## begin Data to process
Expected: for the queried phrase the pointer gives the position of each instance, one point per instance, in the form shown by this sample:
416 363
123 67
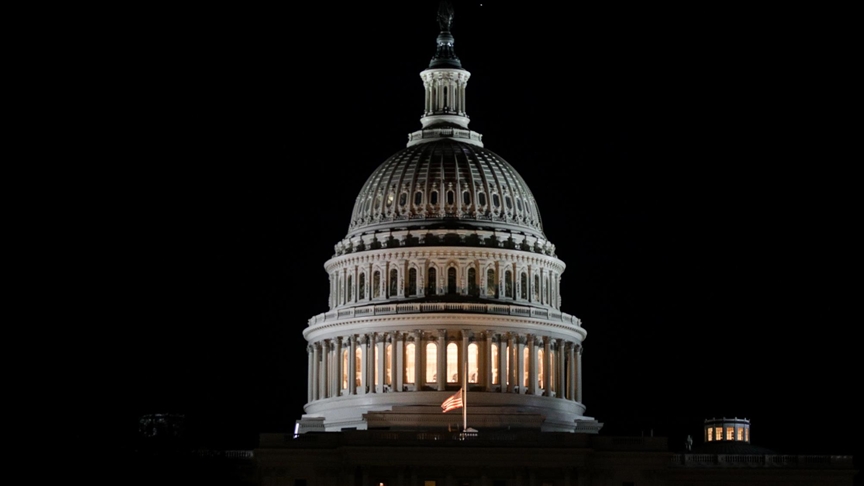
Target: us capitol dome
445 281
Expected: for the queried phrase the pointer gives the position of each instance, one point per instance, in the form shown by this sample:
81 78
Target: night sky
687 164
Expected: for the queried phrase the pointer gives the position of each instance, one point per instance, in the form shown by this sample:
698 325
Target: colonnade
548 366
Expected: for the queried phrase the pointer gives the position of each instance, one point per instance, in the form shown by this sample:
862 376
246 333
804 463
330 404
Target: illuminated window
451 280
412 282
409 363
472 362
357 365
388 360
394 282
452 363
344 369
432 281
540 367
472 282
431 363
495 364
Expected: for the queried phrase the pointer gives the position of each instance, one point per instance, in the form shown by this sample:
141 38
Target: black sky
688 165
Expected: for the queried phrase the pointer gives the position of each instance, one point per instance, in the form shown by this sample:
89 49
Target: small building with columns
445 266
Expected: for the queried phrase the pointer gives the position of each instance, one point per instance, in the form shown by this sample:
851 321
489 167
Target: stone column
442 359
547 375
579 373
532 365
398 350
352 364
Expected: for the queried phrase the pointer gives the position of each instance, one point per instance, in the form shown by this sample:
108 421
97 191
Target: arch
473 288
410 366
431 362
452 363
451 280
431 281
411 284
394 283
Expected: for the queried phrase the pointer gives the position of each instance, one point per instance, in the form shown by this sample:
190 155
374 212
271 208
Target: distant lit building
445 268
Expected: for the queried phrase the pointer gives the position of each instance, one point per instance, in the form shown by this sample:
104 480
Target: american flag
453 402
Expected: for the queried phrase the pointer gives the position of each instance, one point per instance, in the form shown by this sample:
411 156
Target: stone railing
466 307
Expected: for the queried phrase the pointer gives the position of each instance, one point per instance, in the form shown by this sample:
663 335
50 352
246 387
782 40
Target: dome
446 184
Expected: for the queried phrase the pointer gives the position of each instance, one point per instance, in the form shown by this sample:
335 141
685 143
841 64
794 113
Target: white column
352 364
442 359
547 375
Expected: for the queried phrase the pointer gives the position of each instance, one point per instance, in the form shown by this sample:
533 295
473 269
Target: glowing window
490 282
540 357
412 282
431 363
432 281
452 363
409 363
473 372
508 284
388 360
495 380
## end Data to process
## begin Data to process
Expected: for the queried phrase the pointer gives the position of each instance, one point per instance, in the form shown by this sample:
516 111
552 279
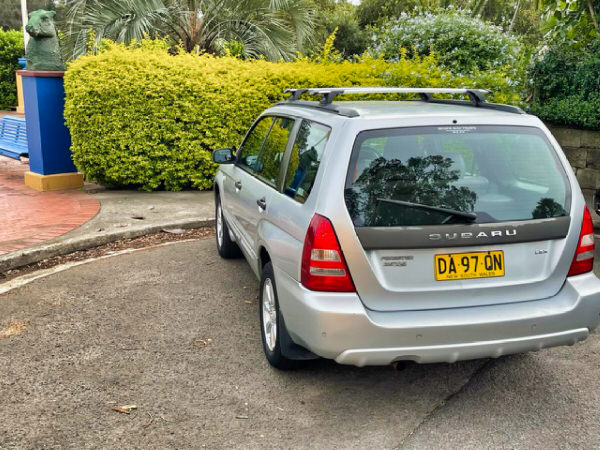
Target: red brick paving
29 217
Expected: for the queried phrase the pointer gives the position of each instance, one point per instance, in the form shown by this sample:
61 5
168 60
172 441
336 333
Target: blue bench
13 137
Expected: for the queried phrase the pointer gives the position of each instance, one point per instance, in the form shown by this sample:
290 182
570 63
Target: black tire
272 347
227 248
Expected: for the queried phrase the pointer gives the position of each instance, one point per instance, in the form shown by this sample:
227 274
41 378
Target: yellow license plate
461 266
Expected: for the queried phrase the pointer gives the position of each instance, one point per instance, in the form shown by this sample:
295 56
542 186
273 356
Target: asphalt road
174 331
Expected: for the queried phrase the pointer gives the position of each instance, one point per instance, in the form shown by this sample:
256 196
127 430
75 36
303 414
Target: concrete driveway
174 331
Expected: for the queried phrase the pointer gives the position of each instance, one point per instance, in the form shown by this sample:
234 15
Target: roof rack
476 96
## end Data to process
Short task
Return each line of the entries above that contains the string "window". Case counts.

Answer for the task
Target: illuminated window
Target: glowing window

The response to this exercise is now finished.